STATED TASK
Render the records below as a numbered list with one line per item, and leave out any blank lines.

(Location labeling records)
┄┄┄┄┄┄┄┄┄┄
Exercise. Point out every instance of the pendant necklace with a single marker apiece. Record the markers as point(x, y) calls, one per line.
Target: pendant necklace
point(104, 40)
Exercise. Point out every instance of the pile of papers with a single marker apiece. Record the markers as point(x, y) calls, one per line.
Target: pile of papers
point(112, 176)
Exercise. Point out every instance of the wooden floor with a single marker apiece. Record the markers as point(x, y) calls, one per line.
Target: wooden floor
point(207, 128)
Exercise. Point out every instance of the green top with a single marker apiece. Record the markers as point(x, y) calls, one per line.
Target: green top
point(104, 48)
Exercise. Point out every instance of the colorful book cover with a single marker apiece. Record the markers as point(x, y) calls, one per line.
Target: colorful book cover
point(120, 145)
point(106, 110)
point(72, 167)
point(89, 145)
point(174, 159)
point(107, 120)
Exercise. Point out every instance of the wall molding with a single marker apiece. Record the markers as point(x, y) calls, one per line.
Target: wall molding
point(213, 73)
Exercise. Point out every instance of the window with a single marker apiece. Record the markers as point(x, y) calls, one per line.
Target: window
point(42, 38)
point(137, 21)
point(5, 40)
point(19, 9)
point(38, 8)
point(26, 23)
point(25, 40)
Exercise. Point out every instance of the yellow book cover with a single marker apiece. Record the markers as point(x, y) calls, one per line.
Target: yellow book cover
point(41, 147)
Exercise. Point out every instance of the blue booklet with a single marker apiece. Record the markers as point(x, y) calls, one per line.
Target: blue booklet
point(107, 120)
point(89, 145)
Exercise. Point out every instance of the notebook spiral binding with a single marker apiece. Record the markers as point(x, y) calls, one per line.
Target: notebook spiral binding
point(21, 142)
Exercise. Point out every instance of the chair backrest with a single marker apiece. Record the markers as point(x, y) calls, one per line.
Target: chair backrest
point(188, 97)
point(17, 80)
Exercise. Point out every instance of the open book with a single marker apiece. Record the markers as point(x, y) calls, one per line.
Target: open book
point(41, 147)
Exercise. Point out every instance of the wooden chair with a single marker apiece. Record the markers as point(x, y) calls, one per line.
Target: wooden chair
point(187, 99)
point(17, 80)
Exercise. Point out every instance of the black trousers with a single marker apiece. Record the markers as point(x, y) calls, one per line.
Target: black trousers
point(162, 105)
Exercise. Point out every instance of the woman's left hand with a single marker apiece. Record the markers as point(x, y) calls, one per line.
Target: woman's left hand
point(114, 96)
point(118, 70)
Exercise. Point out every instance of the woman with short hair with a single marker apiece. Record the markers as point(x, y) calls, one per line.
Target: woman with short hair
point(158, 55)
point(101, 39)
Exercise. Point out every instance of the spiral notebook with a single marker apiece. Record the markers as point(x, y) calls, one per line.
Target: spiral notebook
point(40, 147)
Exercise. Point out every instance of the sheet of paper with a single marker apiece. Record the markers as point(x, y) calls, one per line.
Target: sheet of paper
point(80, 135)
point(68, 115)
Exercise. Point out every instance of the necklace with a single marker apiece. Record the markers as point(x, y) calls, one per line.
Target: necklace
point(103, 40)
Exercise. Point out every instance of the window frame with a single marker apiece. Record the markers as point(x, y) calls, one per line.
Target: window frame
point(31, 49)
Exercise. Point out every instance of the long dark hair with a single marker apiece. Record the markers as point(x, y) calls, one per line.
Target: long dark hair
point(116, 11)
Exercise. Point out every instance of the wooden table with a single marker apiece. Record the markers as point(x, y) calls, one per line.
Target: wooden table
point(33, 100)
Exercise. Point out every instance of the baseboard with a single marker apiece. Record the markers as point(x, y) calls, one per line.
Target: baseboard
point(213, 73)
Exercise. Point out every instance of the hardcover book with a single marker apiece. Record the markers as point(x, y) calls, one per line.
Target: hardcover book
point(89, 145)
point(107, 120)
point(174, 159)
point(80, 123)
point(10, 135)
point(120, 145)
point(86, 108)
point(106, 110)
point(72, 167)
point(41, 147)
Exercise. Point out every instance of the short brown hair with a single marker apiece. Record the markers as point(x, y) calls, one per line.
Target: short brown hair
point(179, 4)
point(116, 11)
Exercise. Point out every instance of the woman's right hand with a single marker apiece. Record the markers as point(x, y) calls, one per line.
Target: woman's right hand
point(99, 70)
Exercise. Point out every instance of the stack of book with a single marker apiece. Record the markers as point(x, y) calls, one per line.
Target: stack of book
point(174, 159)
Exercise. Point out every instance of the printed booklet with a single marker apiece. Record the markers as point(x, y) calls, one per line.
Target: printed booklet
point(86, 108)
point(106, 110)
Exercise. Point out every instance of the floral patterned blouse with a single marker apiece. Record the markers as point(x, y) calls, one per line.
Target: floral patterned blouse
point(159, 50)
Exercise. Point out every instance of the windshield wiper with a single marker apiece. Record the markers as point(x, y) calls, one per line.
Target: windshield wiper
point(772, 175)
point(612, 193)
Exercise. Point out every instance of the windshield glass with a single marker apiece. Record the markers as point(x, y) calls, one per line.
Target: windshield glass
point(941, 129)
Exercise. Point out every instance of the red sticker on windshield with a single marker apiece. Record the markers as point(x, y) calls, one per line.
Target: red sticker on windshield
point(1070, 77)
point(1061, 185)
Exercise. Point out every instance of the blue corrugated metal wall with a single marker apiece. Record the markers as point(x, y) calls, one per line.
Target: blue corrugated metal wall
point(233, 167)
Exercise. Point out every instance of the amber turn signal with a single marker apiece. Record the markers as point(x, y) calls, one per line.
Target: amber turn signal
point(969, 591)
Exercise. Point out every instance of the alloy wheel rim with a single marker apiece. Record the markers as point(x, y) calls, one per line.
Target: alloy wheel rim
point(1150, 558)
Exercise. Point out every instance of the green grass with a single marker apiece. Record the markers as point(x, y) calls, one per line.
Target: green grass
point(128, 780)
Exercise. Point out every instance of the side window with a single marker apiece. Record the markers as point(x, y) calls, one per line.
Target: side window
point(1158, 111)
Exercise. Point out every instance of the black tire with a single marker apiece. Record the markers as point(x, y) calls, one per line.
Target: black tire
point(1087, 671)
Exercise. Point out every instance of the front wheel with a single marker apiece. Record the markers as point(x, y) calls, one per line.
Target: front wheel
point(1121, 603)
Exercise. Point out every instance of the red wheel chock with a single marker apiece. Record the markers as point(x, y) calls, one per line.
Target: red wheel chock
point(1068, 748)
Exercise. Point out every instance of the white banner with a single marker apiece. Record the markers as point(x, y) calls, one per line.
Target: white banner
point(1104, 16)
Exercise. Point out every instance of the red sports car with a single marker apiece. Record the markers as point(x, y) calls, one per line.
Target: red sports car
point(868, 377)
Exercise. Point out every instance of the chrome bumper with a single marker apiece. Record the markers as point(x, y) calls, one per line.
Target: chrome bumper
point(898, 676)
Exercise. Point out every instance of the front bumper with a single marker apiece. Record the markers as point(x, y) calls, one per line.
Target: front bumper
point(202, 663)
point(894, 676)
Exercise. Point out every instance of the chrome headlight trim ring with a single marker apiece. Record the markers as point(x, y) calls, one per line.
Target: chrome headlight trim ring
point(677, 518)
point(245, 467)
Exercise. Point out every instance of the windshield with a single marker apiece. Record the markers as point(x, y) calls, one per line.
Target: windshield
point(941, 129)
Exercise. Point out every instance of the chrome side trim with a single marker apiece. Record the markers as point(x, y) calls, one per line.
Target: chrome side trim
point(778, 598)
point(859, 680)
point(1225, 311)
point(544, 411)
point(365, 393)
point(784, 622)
┄┄┄┄┄┄┄┄┄┄
COMPLETE ANSWER
1. Exercise. Point out every instance of the pendant necklace with a single marker apiece. Record the markers as point(x, y) calls, one per line.
2. Target: pendant necklace
3. point(104, 40)
4. Exercise. Point out every instance of the pile of papers with a single marker apiece. Record the markers as point(x, y) calls, one per line.
5. Target: pile of papers
6. point(112, 176)
7. Exercise. Point out every instance of the wooden floor with a single marker apiece. Record the markers as point(x, y) calls, one per line.
8. Target: wooden floor
9. point(207, 128)
10. Exercise. Point out every instance of the green top with a single marker apiece. Record the markers as point(x, y) calls, one per line.
11. Target: green top
12. point(104, 48)
13. Exercise. Point out every instance of the colorful book cover with a single marker apiece. Record the markers as point(x, y) calls, one per line.
14. Target: colorful book cover
15. point(120, 145)
16. point(106, 110)
17. point(72, 167)
18. point(89, 145)
19. point(174, 159)
20. point(107, 120)
21. Exercise. Point out every instance of the wall molding with a single marker apiece. Record the markers as point(x, y) calls, one per line.
22. Target: wall molding
23. point(213, 73)
24. Exercise. Point out every instance of the window with a single marker apiece. Record the markers as point(x, y) calls, one per line.
25. Target: window
26. point(42, 38)
27. point(137, 21)
28. point(5, 40)
29. point(19, 9)
30. point(38, 8)
31. point(26, 23)
32. point(25, 40)
33. Exercise. Point out every instance of the yellow book cover with a single marker apiece. Record the markers as point(x, y) calls, one per line.
34. Target: yellow book cover
35. point(41, 147)
36. Exercise. Point out every instance of the blue booklet with a single marker apiece. Record the markers as point(x, y) calls, one per line.
37. Target: blue booklet
38. point(107, 120)
39. point(89, 145)
40. Exercise. Point out every instance of the notebook spiral binding with a single marker apiece. Record the markers as point(x, y) calls, one per line.
41. Target: notebook spiral binding
42. point(21, 142)
43. Exercise. Point out every instance of the chair backrest with a single marker apiece. Record the markers as point(x, y) calls, one per line.
44. Target: chair backrest
45. point(188, 97)
46. point(17, 80)
47. Exercise. Point out every instance of the open book with a single marker apiece. Record the markers as point(x, y) calls, one per line.
48. Target: open book
49. point(41, 147)
50. Exercise. Point out every instance of the wooden chair with a single marker apiece. Record the markers as point(x, y) calls, one per line.
51. Target: wooden chair
52. point(187, 99)
53. point(17, 80)
54. Exercise. Point out every instance of the black trousers with a single marker apiece. Record the markers as point(x, y) calls, one per line.
55. Target: black trousers
56. point(162, 105)
57. Exercise. Point out every instance of the woman's left hand with a single marker apiece. Record the markers as point(x, y) calls, one per line.
58. Target: woman's left hand
59. point(114, 96)
60. point(118, 70)
61. Exercise. Point out every instance of the woman with short hair with a single marker apiece. Record the markers as point(x, y) calls, one per line.
62. Target: woman with short hair
63. point(158, 55)
64. point(101, 39)
65. Exercise. Point out every instance of the spiral notebook with a single marker apiece. Record the markers as point(x, y) calls, one per line.
66. Target: spiral notebook
67. point(40, 147)
68. Exercise. Point out every instance of the sheet of paper with a single marker apiece. Record the markers as point(x, y) calls, one per line.
69. Target: sheet of paper
70. point(80, 135)
71. point(68, 115)
72. Exercise. Point out every instance of the necklace with a single marker apiece. Record the markers as point(x, y) calls, one per line.
73. Target: necklace
74. point(103, 40)
75. Exercise. Point out every instance of the window frame with a single marker apiece. Record the markers as point(x, y) calls, one per line.
76. Target: window frame
77. point(31, 49)
78. Exercise. Point out every instance of the long dark hair with a single marker apiece. Record the markers as point(x, y) calls, one per line.
79. Target: long dark hair
80. point(116, 11)
81. Exercise. Point out every instance of the wooden table with a single marker apiece. Record the markers as point(x, y) calls, one per line.
82. Target: wooden table
83. point(33, 100)
84. Exercise. Point out every instance of the baseboard with a single marker apiece. Record the markers as point(x, y) calls, one per line.
85. Target: baseboard
86. point(213, 73)
87. Exercise. Point out every instance of the hardcover book with a single marker apiece. Record the markers as point(x, y) calls, one per line.
88. Target: hardcover book
89. point(89, 145)
90. point(107, 120)
91. point(174, 159)
92. point(80, 123)
93. point(10, 135)
94. point(120, 145)
95. point(86, 108)
96. point(106, 110)
97. point(72, 167)
98. point(41, 147)
99. Exercise. Point out every instance of the short brown hair with a single marker apiece. Record the markers as point(x, y) calls, one per line.
100. Target: short brown hair
101. point(179, 4)
102. point(116, 11)
103. Exercise. Point out every instance of the woman's right hand with a single marker apiece. Record the markers as point(x, y) calls, one per line.
104. Target: woman's right hand
105. point(99, 70)
106. Exercise. Point out every instance of the stack of book with a single marker apiece. Record the markers as point(x, y) calls, one per line.
107. Target: stack of book
108. point(174, 159)
109. Exercise. Point out every instance of the printed booklet with a single marker apiece. Record the markers as point(x, y) calls, one per line.
110. Target: printed booklet
111. point(86, 108)
112. point(106, 110)
113. Exercise. Point out every instance of the floral patterned blouse with a single marker apiece. Record the markers as point(x, y) calls, one per line.
114. Target: floral patterned blouse
115. point(159, 50)
116. Exercise. Point out every instance of the windshield wiper with a single marker apiece. Record the markers as point(x, y) calls, one per line.
117. Target: windshield wiper
118. point(772, 175)
119. point(612, 193)
120. Exercise. Point out every instance of the windshield glass with a single marker apiece. Record the markers as point(x, y) calls, one per line.
121. Target: windshield glass
122. point(941, 129)
123. Exercise. Point out every instance of the red sticker on windshield with a single marker apiece. Record the markers as point(x, y) calls, one per line.
124. Target: red sticker on windshield
125. point(1070, 77)
126. point(1061, 185)
127. Exercise. Point out every instance of the blue corrugated metal wall with a single marker apiece. Record the markers as point(x, y) calls, one per line.
128. Target: blue corrugated metal wall
129. point(233, 167)
130. Exercise. Point out every instance of the amber turn signal with a single marker apiece. Record the markers as point(x, y) calls, one per line.
131. Target: amber turn signal
132. point(969, 591)
133. Exercise. Point out every instance of the alloy wheel rim with a single marker apiece. Record the markers as point(x, y) calls, one per line.
134. Target: alloy wheel rim
135. point(1150, 558)
136. Exercise. Point out every instance of the green grass with a single marker apiece. Record the markers as point(x, y) calls, one per line.
137. Target: green grass
138. point(128, 780)
139. Exercise. Point out every instance of the side window with a single marker apiece. Record the markers as point(x, y) calls, one per line.
140. Target: side window
141. point(1158, 111)
142. Exercise. Point out every instance of the black tire with a single marker apiece. Record the markers as point(x, y) calls, one per line.
143. Target: black tire
144. point(1087, 671)
145. Exercise. Point out every instance of the front wheel with a single marker apiece. Record the markers as point(x, y) calls, one per line.
146. Target: front wheel
147. point(1121, 603)
148. Exercise. Point out every instance of the red wheel chock with a single marker apiece. Record the markers as point(x, y) calls, one per line.
149. Target: red wheel chock
150. point(1068, 748)
151. Exercise. Point out every instance of the white banner with a single marker apiece. Record the markers as point(x, y) calls, one per line.
152. Target: white banner
153. point(1104, 16)
154. Exercise. Point out every instance of the red sports car with a single marker apiece. Record the markers as point(x, y) calls, one per line.
155. Target: red sports car
156. point(868, 377)
157. Exercise. Point out every instance of the chrome bumper with a single marker apiece. Record the markers as point(x, y) calls, one per line.
158. Target: chrome bumper
159. point(898, 676)
160. Exercise. Point out every instance of the front bumper with a single marker apiece. Record the markers as point(x, y) calls, one per line.
161. Target: front bumper
162. point(202, 663)
163. point(894, 676)
164. Exercise. Point out every instance of the chrome headlight trim ring with a single marker apiece. Record the markers as point(x, y) calls, one per line.
165. Target: chrome headlight trim ring
166. point(677, 518)
167. point(245, 467)
168. Exercise. Point out every instance of the windshield with a single marker apiece. Record the markers as point(x, y) calls, one per line.
169. Target: windshield
170. point(941, 129)
171. Exercise. Point out every instance of the chrome side trim with a single marker apiece. Record the markers as point(x, y) calls, one per line.
172. Target: chrome side trim
173. point(778, 598)
174. point(859, 680)
175. point(1225, 311)
176. point(544, 411)
177. point(365, 393)
178. point(784, 622)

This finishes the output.